Task prompt - Every line of the listing should be transcribed exactly, with nothing left out.

*** Data extract ***

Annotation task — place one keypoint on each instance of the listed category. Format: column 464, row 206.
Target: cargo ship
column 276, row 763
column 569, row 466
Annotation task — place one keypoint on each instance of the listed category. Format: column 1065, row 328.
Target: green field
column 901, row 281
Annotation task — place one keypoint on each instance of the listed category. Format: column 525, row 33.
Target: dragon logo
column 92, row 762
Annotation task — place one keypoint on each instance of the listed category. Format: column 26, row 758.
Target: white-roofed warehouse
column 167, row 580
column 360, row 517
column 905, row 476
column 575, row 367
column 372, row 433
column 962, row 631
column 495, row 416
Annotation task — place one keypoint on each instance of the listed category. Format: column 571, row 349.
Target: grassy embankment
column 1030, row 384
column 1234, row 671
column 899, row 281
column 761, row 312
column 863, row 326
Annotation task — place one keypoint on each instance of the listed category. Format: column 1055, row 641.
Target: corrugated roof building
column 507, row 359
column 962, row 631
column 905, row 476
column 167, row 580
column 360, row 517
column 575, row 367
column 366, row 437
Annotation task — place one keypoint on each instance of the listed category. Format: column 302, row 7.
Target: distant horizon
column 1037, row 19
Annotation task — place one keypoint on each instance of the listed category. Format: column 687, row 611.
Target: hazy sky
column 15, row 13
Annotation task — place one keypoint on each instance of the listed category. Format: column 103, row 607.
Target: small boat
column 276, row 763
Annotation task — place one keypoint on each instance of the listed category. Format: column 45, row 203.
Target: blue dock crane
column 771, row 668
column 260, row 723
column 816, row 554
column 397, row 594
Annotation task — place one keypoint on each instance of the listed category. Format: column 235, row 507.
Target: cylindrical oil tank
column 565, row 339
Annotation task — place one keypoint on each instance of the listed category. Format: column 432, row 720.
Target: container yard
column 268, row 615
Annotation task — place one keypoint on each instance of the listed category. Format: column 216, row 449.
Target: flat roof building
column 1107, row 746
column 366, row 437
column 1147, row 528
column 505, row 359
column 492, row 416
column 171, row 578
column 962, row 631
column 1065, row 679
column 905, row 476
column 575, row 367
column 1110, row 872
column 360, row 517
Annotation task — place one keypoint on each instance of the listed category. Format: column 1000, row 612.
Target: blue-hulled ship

***

Output -
Annotation task — place one keypoint on each instance of the listed category. Format: column 464, row 206.
Target: cargo ship
column 276, row 763
column 569, row 466
Annotation task — place one keypoint on each instance of the listed category. Format: column 1065, row 328.
Target: green field
column 901, row 281
Annotation task — place one keypoint on each instance of the listed category. Format: column 525, row 33.
Target: dragon logo
column 92, row 762
Annotation task — place one keypoint on each instance of the listed category. Format: column 26, row 758.
Target: white-roofed warehouse
column 167, row 580
column 360, row 517
column 905, row 476
column 575, row 367
column 372, row 433
column 962, row 631
column 495, row 416
Annotation task — place one keypoint on each instance of the listed category. Format: column 571, row 349.
Target: grassy embankment
column 1030, row 384
column 1234, row 671
column 899, row 281
column 761, row 312
column 863, row 326
Annotation task — place one keypoint on each instance of the listed category. Format: column 1055, row 641.
Target: corrugated roof building
column 507, row 359
column 962, row 631
column 905, row 476
column 167, row 580
column 360, row 517
column 575, row 367
column 366, row 437
Annotation task — place one keypoint on each instance of the listed category. Format: column 302, row 7.
Target: distant horizon
column 1037, row 19
Annotation task — place one keypoint on each instance of the listed category. Format: column 687, row 611.
Target: hazy sky
column 15, row 13
Annotation task — place one keypoint on each instance of the listed category. Format: column 103, row 607.
Target: small boat
column 276, row 763
Annotation task — place one keypoint on each instance of the listed category. Format: column 45, row 203.
Target: blue dock crane
column 771, row 668
column 260, row 723
column 816, row 554
column 397, row 594
Annotation task — place one keypoint on each instance of the listed category. Format: column 235, row 507.
Target: cylindrical oil tank
column 565, row 339
Annotation task — place one keypoint on each instance of the listed category. Format: column 432, row 720.
Target: container yard
column 268, row 615
Annotation task — place one keypoint on each instance of the listed category. Format: column 216, row 449.
Target: flat roof building
column 1107, row 746
column 366, row 437
column 1147, row 528
column 505, row 359
column 492, row 416
column 171, row 578
column 962, row 631
column 1065, row 679
column 905, row 476
column 575, row 367
column 1110, row 872
column 360, row 517
Annotation task — place one keypoint on each instance of the listed category. Format: column 1000, row 612.
Target: blue-hulled ship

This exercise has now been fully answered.